[Pointing dataset items]
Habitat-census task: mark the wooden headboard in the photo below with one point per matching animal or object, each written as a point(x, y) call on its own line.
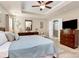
point(2, 29)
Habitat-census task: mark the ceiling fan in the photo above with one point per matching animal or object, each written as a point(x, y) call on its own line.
point(43, 4)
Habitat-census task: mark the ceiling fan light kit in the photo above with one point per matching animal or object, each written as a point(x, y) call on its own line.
point(43, 5)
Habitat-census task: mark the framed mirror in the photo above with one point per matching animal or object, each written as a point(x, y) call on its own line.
point(28, 25)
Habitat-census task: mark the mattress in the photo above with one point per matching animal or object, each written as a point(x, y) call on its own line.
point(4, 49)
point(31, 47)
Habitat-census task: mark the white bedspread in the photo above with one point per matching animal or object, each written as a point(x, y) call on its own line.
point(4, 49)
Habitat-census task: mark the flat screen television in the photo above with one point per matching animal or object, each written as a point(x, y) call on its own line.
point(72, 24)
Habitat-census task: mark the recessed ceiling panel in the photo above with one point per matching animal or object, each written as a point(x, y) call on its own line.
point(27, 7)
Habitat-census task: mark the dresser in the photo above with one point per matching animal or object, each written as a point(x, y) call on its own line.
point(27, 33)
point(69, 38)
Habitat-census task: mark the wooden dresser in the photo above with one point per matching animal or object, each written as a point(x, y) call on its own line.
point(27, 33)
point(70, 38)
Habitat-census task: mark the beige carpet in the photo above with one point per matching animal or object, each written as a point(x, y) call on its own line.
point(66, 52)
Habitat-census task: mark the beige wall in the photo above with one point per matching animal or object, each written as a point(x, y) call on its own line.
point(68, 15)
point(2, 20)
point(20, 24)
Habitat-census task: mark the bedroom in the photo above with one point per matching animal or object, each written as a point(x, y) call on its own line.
point(15, 14)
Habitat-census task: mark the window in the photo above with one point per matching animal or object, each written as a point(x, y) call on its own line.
point(28, 25)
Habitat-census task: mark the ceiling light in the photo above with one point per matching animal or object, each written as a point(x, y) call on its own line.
point(42, 6)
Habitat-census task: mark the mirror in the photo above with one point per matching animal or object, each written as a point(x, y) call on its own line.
point(28, 25)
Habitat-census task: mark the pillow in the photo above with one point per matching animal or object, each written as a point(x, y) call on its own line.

# WRITTEN REQUEST:
Reproduce the items from the line with "Habitat-census task: mark the mirror" through the end, swapping "pillow" for "cushion" and leaving everything else unchanged.

# OUTPUT BELOW:
Habitat-census task: mark the mirror in the photo above with one point per matching animal or object, each written as a point(x, y) call on its own line.
point(28, 25)
Habitat-census task: mark the cushion in the photo above with one point per matching animal or object, each written as a point(x, y) call on its own line.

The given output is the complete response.